_Exercise directions_.
Show every line from the records below that contains the word "wooden".

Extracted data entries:
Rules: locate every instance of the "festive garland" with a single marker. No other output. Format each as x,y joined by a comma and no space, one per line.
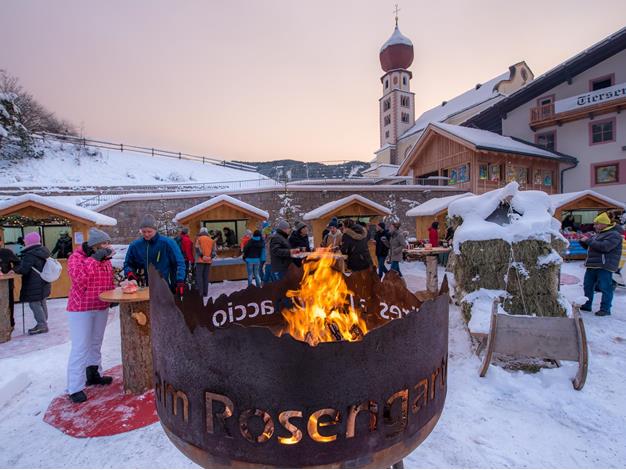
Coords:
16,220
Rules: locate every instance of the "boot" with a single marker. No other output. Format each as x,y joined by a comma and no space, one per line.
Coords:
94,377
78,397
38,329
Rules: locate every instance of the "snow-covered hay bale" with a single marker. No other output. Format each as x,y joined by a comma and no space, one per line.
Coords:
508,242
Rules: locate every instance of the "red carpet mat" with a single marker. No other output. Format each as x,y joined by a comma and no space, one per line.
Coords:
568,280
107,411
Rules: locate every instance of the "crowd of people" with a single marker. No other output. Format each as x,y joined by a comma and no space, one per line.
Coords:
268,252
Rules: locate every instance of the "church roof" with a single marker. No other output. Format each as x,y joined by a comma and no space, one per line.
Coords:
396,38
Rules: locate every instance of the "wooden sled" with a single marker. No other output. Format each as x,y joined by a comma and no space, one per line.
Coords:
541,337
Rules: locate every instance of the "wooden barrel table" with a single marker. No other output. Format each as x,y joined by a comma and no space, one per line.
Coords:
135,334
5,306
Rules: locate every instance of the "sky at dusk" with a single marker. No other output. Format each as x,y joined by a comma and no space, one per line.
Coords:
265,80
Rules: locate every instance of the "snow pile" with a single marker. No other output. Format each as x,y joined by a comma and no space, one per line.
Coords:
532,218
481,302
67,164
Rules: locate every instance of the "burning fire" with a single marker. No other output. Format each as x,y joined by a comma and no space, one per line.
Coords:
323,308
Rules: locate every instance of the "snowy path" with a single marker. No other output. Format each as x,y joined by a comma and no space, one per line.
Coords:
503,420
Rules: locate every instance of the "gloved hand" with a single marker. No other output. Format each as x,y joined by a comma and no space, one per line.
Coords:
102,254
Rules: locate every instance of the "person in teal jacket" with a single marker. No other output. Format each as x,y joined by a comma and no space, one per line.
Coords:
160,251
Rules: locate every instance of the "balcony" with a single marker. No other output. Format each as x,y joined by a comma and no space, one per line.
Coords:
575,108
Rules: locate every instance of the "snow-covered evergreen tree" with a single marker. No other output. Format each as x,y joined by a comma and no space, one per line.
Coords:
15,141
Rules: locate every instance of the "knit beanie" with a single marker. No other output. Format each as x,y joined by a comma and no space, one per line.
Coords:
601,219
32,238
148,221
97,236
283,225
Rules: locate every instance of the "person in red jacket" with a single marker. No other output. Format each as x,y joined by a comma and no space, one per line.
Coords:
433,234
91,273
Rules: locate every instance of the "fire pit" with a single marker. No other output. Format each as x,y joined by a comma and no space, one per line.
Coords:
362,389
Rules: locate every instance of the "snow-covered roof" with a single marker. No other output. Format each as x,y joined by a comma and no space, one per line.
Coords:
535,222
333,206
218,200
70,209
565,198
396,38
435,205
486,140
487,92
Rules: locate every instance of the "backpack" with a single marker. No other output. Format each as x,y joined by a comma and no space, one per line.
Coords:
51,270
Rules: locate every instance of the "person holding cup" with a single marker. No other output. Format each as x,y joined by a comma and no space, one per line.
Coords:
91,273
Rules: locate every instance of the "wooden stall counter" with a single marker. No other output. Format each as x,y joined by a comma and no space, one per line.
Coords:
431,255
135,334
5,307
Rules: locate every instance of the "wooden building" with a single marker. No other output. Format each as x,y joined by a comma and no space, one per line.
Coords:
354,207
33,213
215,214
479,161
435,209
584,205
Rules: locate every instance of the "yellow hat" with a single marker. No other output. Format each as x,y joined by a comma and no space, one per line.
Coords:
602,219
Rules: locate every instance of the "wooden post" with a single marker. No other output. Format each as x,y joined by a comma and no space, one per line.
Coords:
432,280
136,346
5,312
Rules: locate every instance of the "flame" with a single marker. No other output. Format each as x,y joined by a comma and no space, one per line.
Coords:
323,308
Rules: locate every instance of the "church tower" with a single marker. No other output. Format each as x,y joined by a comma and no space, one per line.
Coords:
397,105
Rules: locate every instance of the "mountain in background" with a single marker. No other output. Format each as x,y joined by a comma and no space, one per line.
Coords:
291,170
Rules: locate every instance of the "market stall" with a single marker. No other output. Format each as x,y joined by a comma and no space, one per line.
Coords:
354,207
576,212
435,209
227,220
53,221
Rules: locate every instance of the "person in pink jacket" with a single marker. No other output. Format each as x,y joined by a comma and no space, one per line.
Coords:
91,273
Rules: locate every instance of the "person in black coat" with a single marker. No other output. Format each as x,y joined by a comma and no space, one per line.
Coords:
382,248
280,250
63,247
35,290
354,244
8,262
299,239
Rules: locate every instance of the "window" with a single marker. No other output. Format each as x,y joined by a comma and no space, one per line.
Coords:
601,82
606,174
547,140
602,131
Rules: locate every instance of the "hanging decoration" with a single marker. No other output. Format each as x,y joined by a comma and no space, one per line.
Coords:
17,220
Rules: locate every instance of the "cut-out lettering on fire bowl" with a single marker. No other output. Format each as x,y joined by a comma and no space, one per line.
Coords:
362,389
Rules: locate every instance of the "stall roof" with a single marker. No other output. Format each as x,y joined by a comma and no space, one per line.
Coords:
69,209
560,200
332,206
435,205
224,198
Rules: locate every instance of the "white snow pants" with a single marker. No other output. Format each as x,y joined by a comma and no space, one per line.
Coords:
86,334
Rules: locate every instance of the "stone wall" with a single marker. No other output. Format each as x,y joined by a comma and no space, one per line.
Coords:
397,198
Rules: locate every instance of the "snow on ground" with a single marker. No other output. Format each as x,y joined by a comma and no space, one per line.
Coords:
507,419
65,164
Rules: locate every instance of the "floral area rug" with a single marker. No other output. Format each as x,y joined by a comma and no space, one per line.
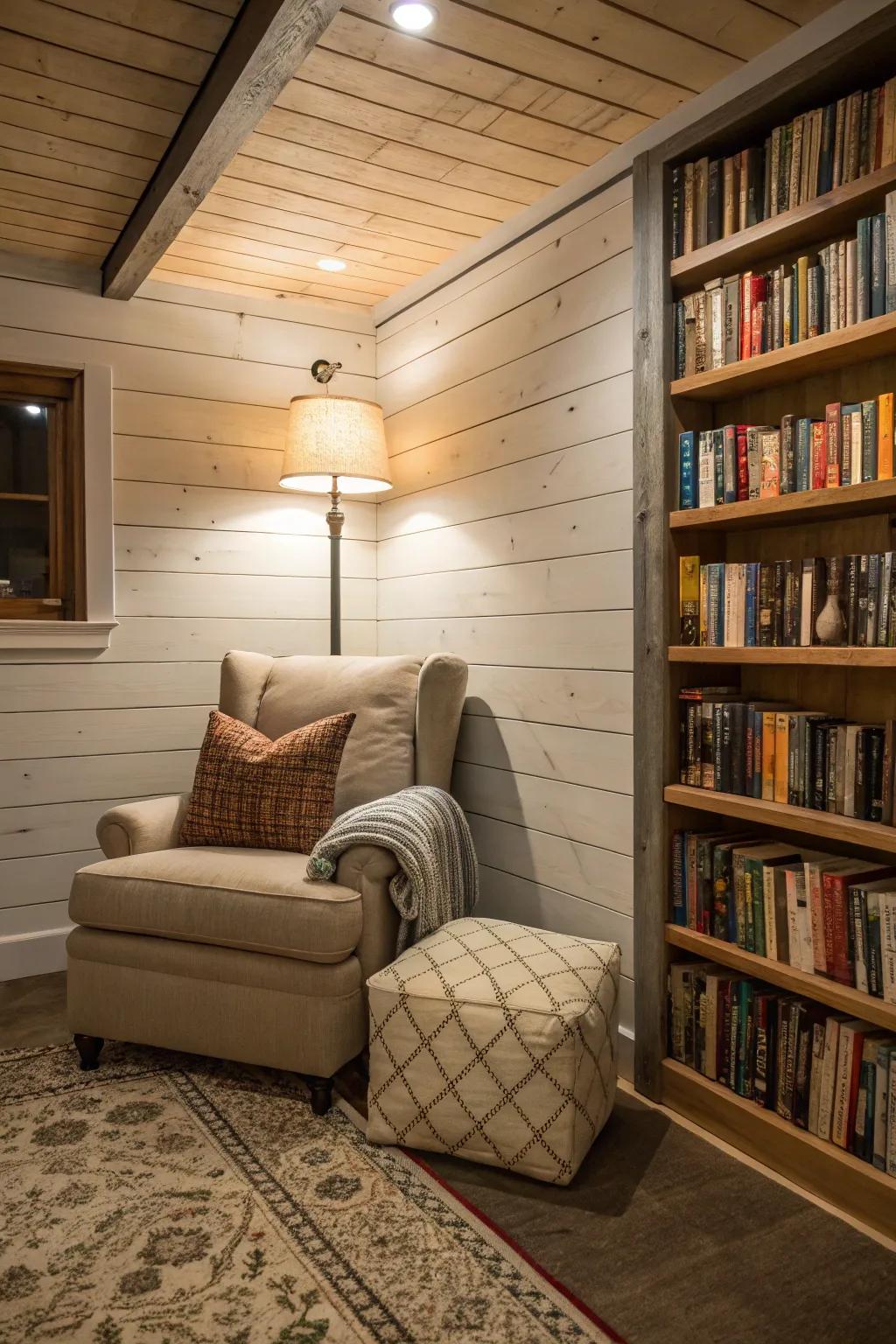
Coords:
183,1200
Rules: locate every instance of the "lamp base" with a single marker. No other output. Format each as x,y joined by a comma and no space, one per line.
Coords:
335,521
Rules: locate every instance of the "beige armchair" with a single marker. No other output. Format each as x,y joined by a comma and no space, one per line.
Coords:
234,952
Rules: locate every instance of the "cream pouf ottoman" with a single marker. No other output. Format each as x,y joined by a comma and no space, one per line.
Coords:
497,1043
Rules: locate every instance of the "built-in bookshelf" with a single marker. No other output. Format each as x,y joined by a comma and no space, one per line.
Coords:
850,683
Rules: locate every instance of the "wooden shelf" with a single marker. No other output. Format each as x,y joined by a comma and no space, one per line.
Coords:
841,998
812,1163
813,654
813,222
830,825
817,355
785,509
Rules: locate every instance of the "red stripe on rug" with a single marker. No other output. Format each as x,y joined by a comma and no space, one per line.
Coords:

_Worked solution_.
Rules: locate every instance of the "wooden sled" with a single marker. No other output. Format each as x,y joined by a comma and no space, one per line.
Rules: locate every instance of the "wooden barrel table" with a single marker. No other output. Format each as x,y joined by a comma and no space, one per line.
Rules: locate every instance of the "wooden stall counter" with a single marker. No other output. Format each as x,y joined by a comma and no space, one per line.
Rules: locate every instance of the "wooden building" with a single marker. No other output. Format each as x,y joined by a comma and no space, one per line.
Rules: locate every instance of the "wooden post" with a single marker. No other output. Format each as x,y joined by a comma and no space, one per line.
Rules: locate every instance of the "wooden shelf" with a single marker. No other output. Format each as x,y joined by a comma and no space, one per line.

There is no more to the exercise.